## TASKS TO COMPLETE
**1.** Quote the passage of the Next Level financing excerpt between "Next Level drew down (i)" and "in (a) above.", inclusive.
**2.** Print the lines of the rows from the first line through the line holding "[0,16,52,28]", inclusive.

## SOURCE EXTRACT
# # #

Next Level drew down (i) $13 million and (ii) $10 million, respectively, under the March 2002 Financing Facility for shares of Series A-1 Convertible Preferred Stock pursuant to the terms of the June 2002 Securities Purchase Agreement and the September 2002 Securities Purchase Agreement, respectively, as described below. Next Level drew down the remaining $12 million under the March 2002 Financing Facility on December 18, 2002 for shares of Series A-2 Convertible Preferred Stock pursuant to the terms of the December 2002 Securities Purchase Agreement as described below. The Convertible Promissory Note was cancelled on June 25, 2002 as discussed below. As a result of that cancellation, after June 25, 2002 Motorola no longer had the option to treat a drawdown under the March 2002 Financing Facility as described in (a) above.

 

April 2002 Letter of Certification to Nasdaq

 

At the request of Next Level, Motorola provided a letter of certification to Nasdaq dated April 22, 2002 (the “April 2002 Letter of Certification”) wherein Motorola agreed that, within ten (10) days of the execution of such letter, Motorola would execute and deliver to Next Level a waiver in which it would, in its capacity as holder of Next Level’s Series A Preferred, agree through November 1, 2002: (i) to waive its right of redemption under Section B(2) of the Certificate of Designation of Next Level’s Series A Preferred in the event of a change of control or sale of a material portion of Next Level’s assets; and (ii) not to transfer the Series A Preferred unless the transferee agrees in writing to be bound by the foregoing waiver. Pursuant to the terms of the September 2002 Securities Purchase Agreement (as described below) this waiver was extended to April 1, 2003. However, the terms of the December 2002 Securities Purchase Agreement (as described below), which amended the terms of the Series A Preferred as of December 18, 2002 (as also described below), supersedes this waiver.

# # #

Coordinate annotation entries
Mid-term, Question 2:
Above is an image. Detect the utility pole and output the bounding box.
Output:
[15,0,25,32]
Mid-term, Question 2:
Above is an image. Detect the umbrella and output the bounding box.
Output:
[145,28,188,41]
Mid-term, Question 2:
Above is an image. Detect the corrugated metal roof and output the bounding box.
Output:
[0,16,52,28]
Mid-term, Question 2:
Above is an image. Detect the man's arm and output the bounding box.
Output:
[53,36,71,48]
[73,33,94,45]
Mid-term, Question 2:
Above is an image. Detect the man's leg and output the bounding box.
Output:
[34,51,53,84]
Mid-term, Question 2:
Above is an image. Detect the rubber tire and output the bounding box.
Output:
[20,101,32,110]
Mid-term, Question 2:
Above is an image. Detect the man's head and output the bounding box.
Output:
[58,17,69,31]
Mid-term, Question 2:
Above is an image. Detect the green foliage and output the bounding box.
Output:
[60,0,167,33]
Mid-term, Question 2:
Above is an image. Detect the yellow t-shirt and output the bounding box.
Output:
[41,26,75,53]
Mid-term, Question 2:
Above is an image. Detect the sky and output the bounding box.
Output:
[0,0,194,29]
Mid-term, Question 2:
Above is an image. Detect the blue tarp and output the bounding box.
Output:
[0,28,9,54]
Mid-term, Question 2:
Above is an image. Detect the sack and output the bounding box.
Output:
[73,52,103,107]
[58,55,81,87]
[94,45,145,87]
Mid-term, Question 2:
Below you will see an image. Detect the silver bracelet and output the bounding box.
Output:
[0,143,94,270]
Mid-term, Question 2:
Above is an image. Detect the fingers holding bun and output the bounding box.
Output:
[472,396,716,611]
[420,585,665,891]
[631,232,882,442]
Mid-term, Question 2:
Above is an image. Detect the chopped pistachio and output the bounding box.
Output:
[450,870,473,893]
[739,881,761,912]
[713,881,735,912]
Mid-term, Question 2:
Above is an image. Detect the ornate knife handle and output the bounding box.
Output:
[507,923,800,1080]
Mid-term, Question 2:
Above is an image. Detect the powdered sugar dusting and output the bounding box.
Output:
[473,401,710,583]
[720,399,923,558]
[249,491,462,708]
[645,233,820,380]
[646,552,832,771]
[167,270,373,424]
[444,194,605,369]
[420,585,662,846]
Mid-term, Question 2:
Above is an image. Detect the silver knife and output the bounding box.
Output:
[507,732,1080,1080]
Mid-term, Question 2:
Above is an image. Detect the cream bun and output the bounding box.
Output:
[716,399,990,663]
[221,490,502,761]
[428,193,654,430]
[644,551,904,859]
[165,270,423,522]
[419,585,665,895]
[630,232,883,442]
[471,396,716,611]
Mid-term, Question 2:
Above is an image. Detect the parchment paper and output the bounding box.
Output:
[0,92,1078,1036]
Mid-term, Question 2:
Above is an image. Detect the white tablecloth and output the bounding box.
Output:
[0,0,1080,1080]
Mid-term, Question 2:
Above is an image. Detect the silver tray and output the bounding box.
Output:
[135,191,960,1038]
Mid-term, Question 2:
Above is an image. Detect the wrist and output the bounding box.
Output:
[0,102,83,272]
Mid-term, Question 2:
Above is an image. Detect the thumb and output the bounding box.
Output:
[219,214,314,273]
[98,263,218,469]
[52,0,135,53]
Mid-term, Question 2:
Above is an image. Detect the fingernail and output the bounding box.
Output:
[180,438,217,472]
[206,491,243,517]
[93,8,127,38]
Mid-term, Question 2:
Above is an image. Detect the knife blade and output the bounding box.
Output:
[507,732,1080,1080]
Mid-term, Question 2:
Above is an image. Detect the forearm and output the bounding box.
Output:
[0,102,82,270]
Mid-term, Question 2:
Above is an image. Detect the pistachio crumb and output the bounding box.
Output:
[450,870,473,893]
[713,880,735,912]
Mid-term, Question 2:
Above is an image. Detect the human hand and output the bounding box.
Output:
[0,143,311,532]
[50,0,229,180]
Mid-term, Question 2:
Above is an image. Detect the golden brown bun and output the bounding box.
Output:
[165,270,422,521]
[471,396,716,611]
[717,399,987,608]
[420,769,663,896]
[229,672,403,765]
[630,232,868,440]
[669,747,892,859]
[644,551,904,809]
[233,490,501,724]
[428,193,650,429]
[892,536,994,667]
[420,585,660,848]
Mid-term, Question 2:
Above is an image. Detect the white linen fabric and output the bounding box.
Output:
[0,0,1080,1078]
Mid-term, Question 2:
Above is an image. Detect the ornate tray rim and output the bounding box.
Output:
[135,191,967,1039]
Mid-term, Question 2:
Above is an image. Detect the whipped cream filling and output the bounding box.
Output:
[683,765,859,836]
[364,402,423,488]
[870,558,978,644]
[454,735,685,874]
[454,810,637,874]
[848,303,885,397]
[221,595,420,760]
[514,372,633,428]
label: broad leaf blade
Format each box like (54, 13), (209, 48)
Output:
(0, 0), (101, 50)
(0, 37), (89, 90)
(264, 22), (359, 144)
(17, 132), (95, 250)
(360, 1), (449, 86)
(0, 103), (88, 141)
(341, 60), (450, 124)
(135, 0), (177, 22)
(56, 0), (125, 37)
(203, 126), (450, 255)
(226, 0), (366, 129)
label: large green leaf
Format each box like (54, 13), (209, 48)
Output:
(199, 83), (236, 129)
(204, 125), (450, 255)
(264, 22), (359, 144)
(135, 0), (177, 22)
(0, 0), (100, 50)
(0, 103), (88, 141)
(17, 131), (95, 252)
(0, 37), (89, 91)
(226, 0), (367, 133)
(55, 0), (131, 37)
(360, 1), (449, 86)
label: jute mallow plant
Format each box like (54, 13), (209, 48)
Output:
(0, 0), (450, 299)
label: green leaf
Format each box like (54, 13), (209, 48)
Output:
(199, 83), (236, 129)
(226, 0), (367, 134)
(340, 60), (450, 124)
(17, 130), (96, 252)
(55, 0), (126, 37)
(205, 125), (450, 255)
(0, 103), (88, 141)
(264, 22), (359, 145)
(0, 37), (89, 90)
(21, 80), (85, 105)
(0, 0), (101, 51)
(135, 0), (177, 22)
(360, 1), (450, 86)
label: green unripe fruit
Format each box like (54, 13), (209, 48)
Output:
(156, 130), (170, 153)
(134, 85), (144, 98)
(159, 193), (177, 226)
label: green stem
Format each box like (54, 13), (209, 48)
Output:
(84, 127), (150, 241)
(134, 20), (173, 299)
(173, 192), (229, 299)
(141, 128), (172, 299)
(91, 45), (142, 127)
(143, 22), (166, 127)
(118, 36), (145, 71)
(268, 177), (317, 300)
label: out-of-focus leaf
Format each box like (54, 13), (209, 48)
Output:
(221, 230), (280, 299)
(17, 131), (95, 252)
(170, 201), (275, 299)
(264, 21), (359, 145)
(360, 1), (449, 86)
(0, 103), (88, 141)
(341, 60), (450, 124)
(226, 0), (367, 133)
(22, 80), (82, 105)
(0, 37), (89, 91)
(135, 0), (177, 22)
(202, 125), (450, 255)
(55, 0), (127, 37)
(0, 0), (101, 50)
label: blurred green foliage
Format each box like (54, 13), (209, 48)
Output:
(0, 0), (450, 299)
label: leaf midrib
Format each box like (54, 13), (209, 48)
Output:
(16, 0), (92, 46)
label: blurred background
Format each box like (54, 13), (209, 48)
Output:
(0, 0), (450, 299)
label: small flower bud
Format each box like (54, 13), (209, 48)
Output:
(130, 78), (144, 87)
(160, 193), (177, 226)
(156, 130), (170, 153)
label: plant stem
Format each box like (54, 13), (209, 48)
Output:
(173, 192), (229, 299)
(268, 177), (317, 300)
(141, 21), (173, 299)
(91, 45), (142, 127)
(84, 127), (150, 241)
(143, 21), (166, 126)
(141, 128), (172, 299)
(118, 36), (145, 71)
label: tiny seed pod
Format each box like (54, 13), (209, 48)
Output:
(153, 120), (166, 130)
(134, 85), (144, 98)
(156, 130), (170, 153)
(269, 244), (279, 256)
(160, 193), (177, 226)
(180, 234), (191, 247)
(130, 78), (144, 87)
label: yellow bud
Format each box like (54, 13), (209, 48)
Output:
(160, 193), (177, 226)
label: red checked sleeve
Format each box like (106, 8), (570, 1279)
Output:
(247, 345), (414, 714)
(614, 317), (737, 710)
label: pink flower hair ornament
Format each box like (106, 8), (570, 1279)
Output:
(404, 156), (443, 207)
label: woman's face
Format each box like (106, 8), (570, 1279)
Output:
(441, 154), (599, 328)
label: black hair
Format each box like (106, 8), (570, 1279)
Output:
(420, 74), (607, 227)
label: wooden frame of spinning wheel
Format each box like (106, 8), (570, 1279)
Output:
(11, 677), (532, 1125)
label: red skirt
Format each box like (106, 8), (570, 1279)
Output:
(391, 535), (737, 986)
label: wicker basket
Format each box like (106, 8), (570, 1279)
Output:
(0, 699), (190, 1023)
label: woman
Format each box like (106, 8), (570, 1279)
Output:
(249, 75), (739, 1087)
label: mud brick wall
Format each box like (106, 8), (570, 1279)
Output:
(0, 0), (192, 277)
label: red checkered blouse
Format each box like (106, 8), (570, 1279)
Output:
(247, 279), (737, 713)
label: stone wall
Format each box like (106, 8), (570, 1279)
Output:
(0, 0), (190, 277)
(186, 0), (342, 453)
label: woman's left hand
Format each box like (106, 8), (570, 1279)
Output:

# # #

## FINAL ANSWERS
**1.**
Next Level drew down (i) $13 million and (ii) $10 million, respectively, under the March 2002 Financing Facility for shares of Series A-1 Convertible Preferred Stock pursuant to the terms of the June 2002 Securities Purchase Agreement and the September 2002 Securities Purchase Agreement, respectively, as described below. Next Level drew down the remaining $12 million under the March 2002 Financing Facility on December 18, 2002 for shares of Series A-2 Convertible Preferred Stock pursuant to the terms of the December 2002 Securities Purchase Agreement as described below. The Convertible Promissory Note was cancelled on June 25, 2002 as discussed below. As a result of that cancellation, after June 25, 2002 Motorola no longer had the option to treat a drawdown under the March 2002 Financing Facility as described in (a) above.

**2.**
Mid-term, Question 2:
Above is an image. Detect the utility pole and output the bounding box.
Output:
[15,0,25,32]
Mid-term, Question 2:
Above is an image. Detect the umbrella and output the bounding box.
Output:
[145,28,188,41]
Mid-term, Question 2:
Above is an image. Detect the corrugated metal roof and output the bounding box.
Output:
[0,16,52,28]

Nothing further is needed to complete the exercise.